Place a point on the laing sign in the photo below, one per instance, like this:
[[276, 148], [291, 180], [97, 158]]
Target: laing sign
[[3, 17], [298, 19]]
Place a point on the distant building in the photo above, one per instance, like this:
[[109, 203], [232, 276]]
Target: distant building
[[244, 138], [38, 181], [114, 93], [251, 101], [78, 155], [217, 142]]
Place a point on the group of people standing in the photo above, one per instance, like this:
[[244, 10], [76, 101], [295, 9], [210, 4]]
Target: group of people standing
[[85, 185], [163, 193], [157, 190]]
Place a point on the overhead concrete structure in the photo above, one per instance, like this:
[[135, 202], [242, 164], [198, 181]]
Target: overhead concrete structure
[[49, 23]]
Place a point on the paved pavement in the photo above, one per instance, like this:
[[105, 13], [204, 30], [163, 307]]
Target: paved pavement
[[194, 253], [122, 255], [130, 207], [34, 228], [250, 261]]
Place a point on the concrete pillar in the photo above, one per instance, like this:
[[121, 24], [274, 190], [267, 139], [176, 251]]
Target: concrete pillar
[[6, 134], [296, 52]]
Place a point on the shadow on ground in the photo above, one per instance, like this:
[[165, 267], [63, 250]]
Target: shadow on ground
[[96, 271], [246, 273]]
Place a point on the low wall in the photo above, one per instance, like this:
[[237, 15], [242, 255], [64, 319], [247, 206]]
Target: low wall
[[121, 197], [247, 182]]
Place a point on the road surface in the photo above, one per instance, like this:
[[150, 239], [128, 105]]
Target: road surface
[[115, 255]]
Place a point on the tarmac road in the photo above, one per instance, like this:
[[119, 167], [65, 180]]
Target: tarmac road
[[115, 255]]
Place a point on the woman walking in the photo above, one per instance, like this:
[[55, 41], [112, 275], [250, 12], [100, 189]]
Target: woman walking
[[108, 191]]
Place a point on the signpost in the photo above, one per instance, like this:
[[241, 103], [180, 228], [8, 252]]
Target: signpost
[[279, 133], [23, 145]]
____
■ EXERCISE REQUIREMENTS:
Give the lines above, starting with the line that contains "Place a point on the signpost" and running through the last line, as a JSON list of strings with one string per line and no blank lines.

■ RESULT OF THE EXERCISE:
[
  "Place a point on the signpost in the photo above, one per instance, like this:",
  "[[241, 103], [180, 228], [8, 252]]",
  "Target: signpost",
  "[[279, 133], [23, 145]]"
]